* ACTION ITEM:
This exercise calls for an exact copy of the data below.

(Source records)
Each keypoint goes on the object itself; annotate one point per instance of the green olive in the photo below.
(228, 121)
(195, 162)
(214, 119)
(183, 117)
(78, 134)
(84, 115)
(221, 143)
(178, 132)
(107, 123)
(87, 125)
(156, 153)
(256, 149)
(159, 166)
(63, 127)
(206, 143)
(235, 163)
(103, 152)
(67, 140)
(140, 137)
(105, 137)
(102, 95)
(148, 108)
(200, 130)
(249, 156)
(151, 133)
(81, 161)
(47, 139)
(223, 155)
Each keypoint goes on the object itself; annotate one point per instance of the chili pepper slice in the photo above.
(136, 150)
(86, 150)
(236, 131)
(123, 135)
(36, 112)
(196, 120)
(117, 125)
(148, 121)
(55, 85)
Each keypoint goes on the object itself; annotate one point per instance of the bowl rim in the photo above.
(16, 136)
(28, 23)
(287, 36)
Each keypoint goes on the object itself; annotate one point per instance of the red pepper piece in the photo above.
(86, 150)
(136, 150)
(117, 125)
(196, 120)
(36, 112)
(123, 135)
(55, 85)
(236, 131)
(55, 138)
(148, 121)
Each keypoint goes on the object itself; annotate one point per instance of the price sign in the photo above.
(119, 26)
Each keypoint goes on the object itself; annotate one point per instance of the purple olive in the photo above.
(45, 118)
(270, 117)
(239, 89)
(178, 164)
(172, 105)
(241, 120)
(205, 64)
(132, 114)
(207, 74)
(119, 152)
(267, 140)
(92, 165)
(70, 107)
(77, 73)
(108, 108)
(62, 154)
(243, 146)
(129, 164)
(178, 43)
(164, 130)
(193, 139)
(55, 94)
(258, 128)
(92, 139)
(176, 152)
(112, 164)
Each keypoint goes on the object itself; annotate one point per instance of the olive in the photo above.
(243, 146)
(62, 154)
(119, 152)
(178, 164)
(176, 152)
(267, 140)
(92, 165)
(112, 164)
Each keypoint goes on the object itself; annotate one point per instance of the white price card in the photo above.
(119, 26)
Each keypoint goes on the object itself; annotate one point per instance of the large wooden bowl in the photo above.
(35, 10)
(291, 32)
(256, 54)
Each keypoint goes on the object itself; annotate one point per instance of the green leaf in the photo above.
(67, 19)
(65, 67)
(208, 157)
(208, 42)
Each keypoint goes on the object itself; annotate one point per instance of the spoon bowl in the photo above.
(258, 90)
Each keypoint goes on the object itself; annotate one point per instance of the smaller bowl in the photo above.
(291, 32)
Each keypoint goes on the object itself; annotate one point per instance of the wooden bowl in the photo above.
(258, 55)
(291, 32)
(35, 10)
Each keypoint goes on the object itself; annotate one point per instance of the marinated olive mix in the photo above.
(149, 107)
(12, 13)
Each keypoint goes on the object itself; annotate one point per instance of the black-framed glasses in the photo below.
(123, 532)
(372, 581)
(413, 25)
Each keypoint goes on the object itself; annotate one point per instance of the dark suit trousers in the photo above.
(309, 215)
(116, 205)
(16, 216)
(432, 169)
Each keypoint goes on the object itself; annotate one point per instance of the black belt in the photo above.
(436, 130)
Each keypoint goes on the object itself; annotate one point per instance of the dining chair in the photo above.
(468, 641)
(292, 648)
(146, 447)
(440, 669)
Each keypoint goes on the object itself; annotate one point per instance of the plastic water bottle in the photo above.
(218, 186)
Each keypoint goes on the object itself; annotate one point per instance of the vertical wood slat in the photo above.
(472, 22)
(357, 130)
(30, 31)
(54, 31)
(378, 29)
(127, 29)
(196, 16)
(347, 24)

* TASK RESPONSE:
Each keypoint goes on the object itself; annotate one point per instance of the green olive in the photo below.
(228, 121)
(195, 162)
(214, 119)
(183, 117)
(78, 134)
(84, 115)
(221, 143)
(178, 132)
(107, 123)
(87, 125)
(156, 153)
(256, 149)
(159, 166)
(63, 127)
(206, 143)
(235, 163)
(103, 152)
(67, 140)
(140, 137)
(105, 137)
(102, 95)
(148, 108)
(200, 130)
(249, 156)
(151, 133)
(81, 161)
(47, 139)
(223, 155)
Each keypoint goes on the object itself; annotate one point per instance of the chili pepper slice in the photo above.
(136, 150)
(86, 150)
(236, 131)
(123, 135)
(36, 112)
(196, 120)
(117, 125)
(148, 121)
(55, 85)
Each keypoint goes on the object itself; annotate one point per instance of the bowl rim in the photo above.
(16, 136)
(28, 23)
(287, 36)
Each keypoint goes on the object itself; annotate one point per instance of the red pepper piece in the photo above.
(86, 150)
(136, 150)
(117, 125)
(196, 120)
(36, 112)
(123, 135)
(55, 85)
(236, 131)
(55, 138)
(148, 121)
Each keypoint goes on the object itself; annotate one point per instance of the price sign in the photo above.
(119, 26)
Each keypoint goes on the object itself; annotate one point per instance of the purple olive in the photo above.
(45, 118)
(270, 117)
(239, 89)
(178, 164)
(172, 105)
(241, 120)
(205, 64)
(132, 114)
(207, 74)
(119, 152)
(267, 140)
(92, 165)
(70, 107)
(77, 73)
(108, 108)
(62, 154)
(243, 146)
(129, 164)
(178, 43)
(164, 130)
(193, 139)
(55, 94)
(258, 128)
(92, 139)
(176, 152)
(112, 164)
Each keypoint goes on the object itself; annotate one point per instance of the olive in the photo above.
(243, 146)
(62, 154)
(119, 152)
(178, 164)
(176, 152)
(267, 140)
(92, 165)
(112, 164)
Each keypoint goes on the object itself; annotate one point per instance of the white price card in the photo above.
(119, 26)
Each keypoint goes on the object itself; annotate one point per instance of the large wooden bowl in the photo above.
(35, 10)
(291, 32)
(256, 54)
Each keypoint goes on the object itself; annotate one point per instance of the green leaf in the photo above.
(67, 19)
(65, 67)
(208, 157)
(208, 42)
Each keypoint goes on the object itself; annotate one point per instance of the spoon bowl in the photo above.
(258, 90)
Each keypoint goes on the object itself; annotate one point per instance of the smaller bowl in the photo above.
(291, 32)
Each keypoint goes on the object itself; annotate one point per instance of the wooden bowl in the photo above.
(258, 55)
(291, 32)
(35, 10)
Each keypoint goes on the object itself; annotate one point per instance of the marinated olive mix in the photo above.
(149, 107)
(12, 13)
Each keypoint goes on the object itself; annotate one point per instance of the black-framed glasses in the photo below.
(123, 532)
(372, 581)
(413, 25)
Each keypoint goes on the object itself; annotate one point per instance of the dark suit trousers in the photo above.
(309, 215)
(116, 205)
(16, 216)
(432, 169)
Each keypoint goes on the object itself; annotate one point per instance of the black belt in the photo above.
(436, 130)
Each keypoint goes on the object itself; annotate one point per instance of the dining chair in the photo above.
(468, 641)
(292, 648)
(146, 447)
(440, 669)
Each keypoint goes on the object itself; annotate one point per instance of the plastic water bottle in the photo above.
(218, 186)
Each keypoint goes on the object itself; annotate one point per instance of the vertical wood slat in the photo above.
(472, 22)
(357, 130)
(30, 31)
(54, 31)
(378, 29)
(127, 29)
(196, 16)
(347, 24)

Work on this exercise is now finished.